***** RECORDS SHOWN

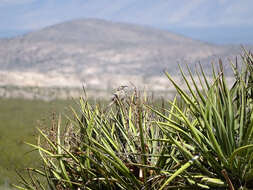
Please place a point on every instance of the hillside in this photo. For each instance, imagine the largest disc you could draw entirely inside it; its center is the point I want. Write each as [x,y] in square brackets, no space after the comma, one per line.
[101,55]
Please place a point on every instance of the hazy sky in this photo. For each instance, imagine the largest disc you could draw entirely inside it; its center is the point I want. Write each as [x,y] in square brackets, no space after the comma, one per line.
[218,21]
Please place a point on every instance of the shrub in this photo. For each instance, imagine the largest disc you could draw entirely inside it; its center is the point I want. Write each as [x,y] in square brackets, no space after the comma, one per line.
[203,140]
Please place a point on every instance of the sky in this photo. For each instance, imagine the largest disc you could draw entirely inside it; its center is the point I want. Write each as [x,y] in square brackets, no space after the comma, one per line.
[215,21]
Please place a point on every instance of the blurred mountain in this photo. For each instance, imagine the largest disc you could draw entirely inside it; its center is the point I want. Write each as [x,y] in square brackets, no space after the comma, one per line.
[102,54]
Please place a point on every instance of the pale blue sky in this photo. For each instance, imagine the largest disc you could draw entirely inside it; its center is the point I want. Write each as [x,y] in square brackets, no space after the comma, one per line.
[218,21]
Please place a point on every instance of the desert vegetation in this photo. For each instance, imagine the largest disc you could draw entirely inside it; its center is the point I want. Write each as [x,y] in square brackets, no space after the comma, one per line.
[201,139]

**********

--- STATED TASK ---
Render every line of the items above as a JSON list of strings, one string per line, with blank lines left out. Leave the pictures out of the list.

--- THE ANSWER ---
[
  "Please place a point on every instance of the hillside in this photo. For each instance, imagine the largest disc you could draw entirely inside it; its center is the point I want. Write each as [x,y] in square brackets, no space after the comma, one per line.",
  "[101,55]",
  "Please place a point on every instance of the hazy sky in this photo. For each instance, imagine the largest disc you could draw entirely inside it; its center is the point I want. Write each as [x,y] in square brackets, no space after the comma, one per line.",
  "[218,21]",
  "Please place a point on every instance of the shrub in this photo. For each instance, imagine the largest disc you could draw entirely inside it; its center is the point I want. Write each as [x,y] in square brackets, no space after the comma, one per line.",
  "[203,140]",
  "Please place a point on every instance of the sky in this photo. For each instance, imagine the largest disc you could draw entirely inside it; its center is the point I want. Write each as [x,y] in square brackets, no space after the comma, one per line.",
  "[215,21]",
  "Please place a point on every instance of the blurred mountain in this photo. For each instance, imagine the largest disc you could draw entirely inside it; its center is the point I want. Write each as [x,y] in square brackets, no space after the comma, one per line.",
  "[102,54]",
  "Please place a point on every instance of the pale blue sky in this photo. For each instance, imagine the largest disc you could draw entirely inside it; its center is the point I want. Write each as [x,y] in square brackets, no space after the comma, one per line.",
  "[218,21]",
  "Please place a point on every instance of the desert vegetation in this photo. For each instance, imagine the largest disc you could draw entirely inside it; its center is the point I want. Write each as [x,y] in square brackets, no space after the comma, one per line.",
  "[201,139]"
]